▶ _TASK DESCRIPTION_:
Rewrite all of the rows below as a numbered list, omitting any blank lines.

--- Begin MATERIAL FOR THIS TASK ---

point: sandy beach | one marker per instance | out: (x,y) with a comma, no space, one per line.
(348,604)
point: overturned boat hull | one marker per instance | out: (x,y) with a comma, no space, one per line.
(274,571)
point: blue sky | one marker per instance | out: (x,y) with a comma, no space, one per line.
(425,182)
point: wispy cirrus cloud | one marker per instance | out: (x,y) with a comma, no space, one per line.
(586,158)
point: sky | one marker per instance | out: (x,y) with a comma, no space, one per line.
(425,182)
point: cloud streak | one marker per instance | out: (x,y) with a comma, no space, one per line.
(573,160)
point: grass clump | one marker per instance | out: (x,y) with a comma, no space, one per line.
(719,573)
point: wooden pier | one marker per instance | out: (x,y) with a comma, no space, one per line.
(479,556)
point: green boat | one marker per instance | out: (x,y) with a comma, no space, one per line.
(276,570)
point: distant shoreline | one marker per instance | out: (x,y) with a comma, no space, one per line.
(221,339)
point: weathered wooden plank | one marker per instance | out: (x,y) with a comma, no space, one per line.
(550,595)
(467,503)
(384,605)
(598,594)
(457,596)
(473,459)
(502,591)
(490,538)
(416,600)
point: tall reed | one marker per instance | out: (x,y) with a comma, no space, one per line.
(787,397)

--- End MATERIAL FOR THIS TASK ---

▶ _ANSWER TO THIS EXERCISE_:
1. point: sandy beach | one marker per instance | out: (x,y) with a comma, no space, one per line.
2. (348,604)
3. point: overturned boat hull | one marker per instance | out: (x,y) with a comma, no space, one per line.
4. (274,571)
5. point: blue sky | one marker per instance | out: (x,y) with a comma, no space, one per line.
6. (425,182)
7. point: wispy cirrus cloud | one marker per instance | out: (x,y) with a comma, no space, one per line.
8. (586,158)
9. point: sky | one marker per instance | out: (x,y) with a comma, no space, one per line.
10. (425,182)
11. point: cloud streak | one marker per instance | out: (x,y) with a comma, no space, one per line.
12. (573,160)
13. point: grass clump | one marker per instance | out: (x,y) with a comma, no space, one per line.
14. (719,573)
15. point: wooden pier | one marker per instance | out: (x,y) with a comma, no space, one per line.
16. (479,556)
17. point: green boat | one marker per instance | out: (x,y) with a comma, no space, one per line.
18. (276,570)
19. point: distant shoreline | one marker per instance | out: (x,y) with a comma, no space, one per line.
20. (221,339)
21. point: weathered wooden plank | one marker per instance | out: (x,y) with a comma, no space, one per line.
22. (550,595)
23. (467,503)
24. (384,605)
25. (598,594)
26. (457,596)
27. (473,459)
28. (502,591)
29. (490,538)
30. (416,600)
31. point: tall reed | one marker per instance | out: (x,y) with a comma, no space, one per line.
32. (787,397)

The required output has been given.